[What is expected]:
Print the line that contains "white patterned shorts" and every line after it through the last line of the records below, exactly as written and nothing else.

[Data extracted from a collection]:
········

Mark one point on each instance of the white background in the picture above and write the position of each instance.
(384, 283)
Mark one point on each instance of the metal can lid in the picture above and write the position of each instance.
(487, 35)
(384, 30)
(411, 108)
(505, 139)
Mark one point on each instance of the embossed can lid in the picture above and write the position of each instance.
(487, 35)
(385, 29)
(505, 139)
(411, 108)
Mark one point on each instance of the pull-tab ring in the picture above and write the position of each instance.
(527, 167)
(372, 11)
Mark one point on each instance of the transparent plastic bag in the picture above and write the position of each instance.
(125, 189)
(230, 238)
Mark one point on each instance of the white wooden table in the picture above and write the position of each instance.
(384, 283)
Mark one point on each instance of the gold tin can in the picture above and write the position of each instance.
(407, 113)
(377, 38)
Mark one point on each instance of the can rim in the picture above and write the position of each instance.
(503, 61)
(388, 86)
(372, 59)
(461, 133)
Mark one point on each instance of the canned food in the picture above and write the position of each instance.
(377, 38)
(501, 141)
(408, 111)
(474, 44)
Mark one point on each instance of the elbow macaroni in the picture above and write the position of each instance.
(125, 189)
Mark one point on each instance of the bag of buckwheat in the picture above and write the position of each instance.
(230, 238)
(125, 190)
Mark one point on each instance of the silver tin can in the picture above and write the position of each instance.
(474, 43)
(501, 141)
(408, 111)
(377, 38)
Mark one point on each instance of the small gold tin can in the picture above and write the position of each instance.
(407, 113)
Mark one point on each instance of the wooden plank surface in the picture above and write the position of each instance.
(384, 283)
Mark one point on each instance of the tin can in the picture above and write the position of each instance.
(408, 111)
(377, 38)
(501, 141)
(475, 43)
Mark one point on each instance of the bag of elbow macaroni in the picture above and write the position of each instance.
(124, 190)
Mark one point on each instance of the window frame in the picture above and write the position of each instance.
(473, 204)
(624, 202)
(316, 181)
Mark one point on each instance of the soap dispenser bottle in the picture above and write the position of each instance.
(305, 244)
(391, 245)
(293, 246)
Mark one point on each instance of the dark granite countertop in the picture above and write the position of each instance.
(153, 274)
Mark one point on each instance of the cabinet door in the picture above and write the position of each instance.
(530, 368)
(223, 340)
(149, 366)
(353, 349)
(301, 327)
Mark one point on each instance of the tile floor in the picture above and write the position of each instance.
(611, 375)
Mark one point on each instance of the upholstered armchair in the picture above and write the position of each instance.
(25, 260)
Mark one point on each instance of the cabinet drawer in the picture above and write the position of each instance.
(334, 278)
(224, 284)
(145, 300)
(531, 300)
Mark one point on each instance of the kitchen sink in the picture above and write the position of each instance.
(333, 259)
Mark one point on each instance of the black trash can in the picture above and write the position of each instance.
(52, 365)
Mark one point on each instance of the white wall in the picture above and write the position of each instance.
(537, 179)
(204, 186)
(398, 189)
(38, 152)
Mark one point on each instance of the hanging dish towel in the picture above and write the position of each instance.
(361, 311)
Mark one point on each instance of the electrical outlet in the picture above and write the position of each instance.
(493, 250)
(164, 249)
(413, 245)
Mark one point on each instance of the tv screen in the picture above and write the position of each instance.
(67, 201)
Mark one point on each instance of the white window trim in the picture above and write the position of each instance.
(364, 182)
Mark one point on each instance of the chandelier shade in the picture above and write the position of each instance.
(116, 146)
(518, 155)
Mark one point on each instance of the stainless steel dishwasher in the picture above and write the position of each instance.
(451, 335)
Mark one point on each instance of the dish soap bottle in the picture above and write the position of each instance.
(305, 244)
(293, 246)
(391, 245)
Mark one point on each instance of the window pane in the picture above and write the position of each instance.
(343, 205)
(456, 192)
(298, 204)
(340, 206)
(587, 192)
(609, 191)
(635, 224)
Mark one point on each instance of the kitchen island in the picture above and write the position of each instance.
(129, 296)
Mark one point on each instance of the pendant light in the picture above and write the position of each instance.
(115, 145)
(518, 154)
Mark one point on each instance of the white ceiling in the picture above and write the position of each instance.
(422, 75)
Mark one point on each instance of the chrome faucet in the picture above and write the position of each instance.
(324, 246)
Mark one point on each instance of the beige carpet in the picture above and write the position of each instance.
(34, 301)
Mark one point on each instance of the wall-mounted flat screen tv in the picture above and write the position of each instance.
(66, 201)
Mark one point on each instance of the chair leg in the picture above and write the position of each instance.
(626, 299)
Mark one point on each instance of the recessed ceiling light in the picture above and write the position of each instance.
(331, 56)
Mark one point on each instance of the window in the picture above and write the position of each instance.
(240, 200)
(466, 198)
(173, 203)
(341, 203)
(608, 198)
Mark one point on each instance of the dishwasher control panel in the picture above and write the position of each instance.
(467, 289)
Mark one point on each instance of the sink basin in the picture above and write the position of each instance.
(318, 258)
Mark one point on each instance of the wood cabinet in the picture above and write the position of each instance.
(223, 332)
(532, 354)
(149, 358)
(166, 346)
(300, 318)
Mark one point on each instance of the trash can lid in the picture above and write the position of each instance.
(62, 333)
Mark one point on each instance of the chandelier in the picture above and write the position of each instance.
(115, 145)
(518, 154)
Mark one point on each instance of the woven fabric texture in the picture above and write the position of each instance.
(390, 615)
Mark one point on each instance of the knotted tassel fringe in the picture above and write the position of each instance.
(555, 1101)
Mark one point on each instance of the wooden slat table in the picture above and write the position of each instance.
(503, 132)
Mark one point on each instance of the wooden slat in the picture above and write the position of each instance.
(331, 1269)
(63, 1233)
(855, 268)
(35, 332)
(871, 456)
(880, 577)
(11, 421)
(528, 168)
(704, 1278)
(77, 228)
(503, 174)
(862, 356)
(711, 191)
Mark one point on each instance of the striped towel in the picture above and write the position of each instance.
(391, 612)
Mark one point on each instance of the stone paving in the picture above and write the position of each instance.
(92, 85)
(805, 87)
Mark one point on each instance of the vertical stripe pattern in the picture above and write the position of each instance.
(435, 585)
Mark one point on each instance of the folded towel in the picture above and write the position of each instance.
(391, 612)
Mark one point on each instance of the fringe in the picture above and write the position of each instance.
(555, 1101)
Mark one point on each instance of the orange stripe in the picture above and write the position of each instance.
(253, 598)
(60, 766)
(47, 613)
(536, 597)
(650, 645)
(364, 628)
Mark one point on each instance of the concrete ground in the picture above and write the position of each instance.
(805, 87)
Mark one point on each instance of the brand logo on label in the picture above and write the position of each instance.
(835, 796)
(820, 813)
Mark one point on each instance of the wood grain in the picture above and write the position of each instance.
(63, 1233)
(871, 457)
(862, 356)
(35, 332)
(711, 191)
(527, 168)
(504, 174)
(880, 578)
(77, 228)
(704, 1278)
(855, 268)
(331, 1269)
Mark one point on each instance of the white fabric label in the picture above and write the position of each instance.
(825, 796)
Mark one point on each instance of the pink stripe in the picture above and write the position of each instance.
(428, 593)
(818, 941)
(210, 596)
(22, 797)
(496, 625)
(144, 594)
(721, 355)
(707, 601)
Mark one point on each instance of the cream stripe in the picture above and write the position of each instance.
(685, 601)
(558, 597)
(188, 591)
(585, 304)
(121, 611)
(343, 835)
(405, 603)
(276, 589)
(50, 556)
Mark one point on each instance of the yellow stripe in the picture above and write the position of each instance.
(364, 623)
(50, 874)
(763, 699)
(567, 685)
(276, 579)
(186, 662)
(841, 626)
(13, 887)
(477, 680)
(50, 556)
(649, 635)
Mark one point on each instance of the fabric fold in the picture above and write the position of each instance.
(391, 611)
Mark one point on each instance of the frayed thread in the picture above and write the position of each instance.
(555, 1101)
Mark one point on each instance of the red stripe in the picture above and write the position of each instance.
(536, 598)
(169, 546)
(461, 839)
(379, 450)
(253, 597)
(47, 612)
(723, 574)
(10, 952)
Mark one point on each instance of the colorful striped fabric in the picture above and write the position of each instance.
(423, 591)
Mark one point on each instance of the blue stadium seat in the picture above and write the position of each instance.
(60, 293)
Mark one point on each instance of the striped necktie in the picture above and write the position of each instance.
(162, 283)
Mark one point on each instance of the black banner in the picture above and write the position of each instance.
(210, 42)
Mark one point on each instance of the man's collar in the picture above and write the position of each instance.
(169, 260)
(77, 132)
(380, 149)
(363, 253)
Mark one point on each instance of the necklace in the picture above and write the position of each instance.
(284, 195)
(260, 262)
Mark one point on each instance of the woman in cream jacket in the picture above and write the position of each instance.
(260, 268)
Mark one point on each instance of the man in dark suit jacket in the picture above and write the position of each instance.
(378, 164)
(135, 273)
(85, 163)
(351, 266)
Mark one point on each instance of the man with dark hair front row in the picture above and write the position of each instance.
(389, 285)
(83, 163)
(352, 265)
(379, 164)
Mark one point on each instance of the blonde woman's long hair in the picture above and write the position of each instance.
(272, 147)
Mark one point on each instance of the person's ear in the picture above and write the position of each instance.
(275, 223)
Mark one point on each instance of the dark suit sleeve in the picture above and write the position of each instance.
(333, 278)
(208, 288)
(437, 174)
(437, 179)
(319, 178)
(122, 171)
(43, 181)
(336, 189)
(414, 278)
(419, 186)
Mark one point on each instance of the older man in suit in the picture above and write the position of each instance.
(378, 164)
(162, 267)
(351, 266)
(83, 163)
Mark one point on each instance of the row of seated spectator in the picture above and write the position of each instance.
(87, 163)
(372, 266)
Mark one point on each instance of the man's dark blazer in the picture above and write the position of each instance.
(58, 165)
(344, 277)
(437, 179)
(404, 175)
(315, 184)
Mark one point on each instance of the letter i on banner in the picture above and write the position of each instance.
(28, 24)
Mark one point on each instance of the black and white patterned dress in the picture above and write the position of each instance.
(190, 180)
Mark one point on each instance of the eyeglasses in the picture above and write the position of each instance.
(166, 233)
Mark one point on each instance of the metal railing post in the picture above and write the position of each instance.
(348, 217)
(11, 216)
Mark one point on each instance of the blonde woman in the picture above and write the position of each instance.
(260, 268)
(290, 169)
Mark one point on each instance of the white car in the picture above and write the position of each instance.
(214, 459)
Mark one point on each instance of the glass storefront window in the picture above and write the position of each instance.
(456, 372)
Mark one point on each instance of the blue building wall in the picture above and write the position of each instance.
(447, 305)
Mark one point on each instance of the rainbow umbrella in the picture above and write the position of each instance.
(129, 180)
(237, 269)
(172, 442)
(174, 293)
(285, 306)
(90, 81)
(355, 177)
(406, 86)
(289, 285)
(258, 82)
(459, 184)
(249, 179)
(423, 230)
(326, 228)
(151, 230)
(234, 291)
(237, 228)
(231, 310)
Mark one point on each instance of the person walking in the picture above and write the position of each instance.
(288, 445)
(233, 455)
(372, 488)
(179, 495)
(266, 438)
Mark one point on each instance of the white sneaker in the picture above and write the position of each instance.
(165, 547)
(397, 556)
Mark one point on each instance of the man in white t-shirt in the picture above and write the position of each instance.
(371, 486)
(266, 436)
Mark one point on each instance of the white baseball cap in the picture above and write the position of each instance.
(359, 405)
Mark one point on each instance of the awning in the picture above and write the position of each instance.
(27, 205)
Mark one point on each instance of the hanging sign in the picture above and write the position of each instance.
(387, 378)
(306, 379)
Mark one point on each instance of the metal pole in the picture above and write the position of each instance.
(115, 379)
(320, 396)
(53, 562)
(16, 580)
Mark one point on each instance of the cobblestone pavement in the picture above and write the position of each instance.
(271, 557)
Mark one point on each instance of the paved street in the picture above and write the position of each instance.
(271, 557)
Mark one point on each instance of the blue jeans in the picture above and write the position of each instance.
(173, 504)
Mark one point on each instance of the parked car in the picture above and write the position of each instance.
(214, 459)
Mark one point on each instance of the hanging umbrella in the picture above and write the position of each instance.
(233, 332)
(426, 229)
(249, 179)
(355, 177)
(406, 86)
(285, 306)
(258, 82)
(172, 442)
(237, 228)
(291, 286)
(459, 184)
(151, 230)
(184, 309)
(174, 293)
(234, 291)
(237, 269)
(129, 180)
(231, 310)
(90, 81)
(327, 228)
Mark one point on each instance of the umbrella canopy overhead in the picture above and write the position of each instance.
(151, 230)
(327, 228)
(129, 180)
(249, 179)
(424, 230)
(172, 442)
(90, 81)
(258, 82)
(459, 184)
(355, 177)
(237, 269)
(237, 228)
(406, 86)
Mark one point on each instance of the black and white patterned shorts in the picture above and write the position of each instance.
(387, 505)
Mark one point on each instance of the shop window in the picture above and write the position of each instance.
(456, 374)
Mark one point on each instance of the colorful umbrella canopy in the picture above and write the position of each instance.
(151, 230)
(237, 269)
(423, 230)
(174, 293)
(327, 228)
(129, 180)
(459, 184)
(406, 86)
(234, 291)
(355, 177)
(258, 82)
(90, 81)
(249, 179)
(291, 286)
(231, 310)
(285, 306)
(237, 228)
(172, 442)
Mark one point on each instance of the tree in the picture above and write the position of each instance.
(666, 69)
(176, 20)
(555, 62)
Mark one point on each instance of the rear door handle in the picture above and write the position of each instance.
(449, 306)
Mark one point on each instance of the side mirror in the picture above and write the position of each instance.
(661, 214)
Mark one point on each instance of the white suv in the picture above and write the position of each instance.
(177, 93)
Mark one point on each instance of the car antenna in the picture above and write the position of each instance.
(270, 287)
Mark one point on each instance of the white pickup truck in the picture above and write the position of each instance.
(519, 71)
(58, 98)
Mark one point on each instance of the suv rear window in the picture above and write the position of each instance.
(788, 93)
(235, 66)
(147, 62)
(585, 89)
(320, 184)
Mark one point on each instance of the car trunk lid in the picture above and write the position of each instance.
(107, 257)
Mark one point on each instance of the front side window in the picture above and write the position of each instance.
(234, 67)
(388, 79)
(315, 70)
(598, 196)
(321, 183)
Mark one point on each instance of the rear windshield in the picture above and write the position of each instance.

········

[Exercise answer]:
Mark one point on each instance of the black and white patterned shorts in the picture above and write the position of each instance.
(387, 505)
Mark one point on each instance of the shop window in the picture above and write the position of each instance.
(456, 374)
Mark one point on each instance of the colorful umbrella canopy in the picture above and write the position of each instance.
(151, 230)
(237, 269)
(423, 230)
(174, 293)
(327, 228)
(129, 180)
(459, 184)
(406, 86)
(234, 291)
(355, 177)
(258, 82)
(90, 81)
(249, 179)
(291, 286)
(231, 310)
(285, 306)
(237, 228)
(172, 442)
Mark one point on each instance of the tree in the picture above and write the position of each instance.
(666, 69)
(176, 20)
(555, 62)
Mark one point on each instance of the rear door handle in the picture above and write the position of each instance.
(449, 306)
Mark one point on each instance of the side mirror in the picture above and write the position of each instance.
(661, 214)
Mark one point on each instance of the white suv in the picture above and write the position of each instance.
(177, 93)
Mark one point on each instance of the car antenna in the picture above and write the position of each instance.
(270, 287)
Mark one point on each instance of the white pickup truck in the picture above and write the position of each instance.
(519, 71)
(58, 98)
Mark one point on each instance of the suv rear window in the picture above and write the position of each instance.
(788, 93)
(235, 66)
(147, 62)
(585, 89)
(320, 184)
Mark one point on each instance of the car trunk lid in the picture above and write the position of each instance.
(107, 257)
Mark one point on each instance of the front side window in the picture above and write the position of each instance.
(234, 67)
(388, 79)
(315, 70)
(598, 196)
(321, 183)
Mark one point on each instance of the rear windshield in the picture above and write the position of each instance.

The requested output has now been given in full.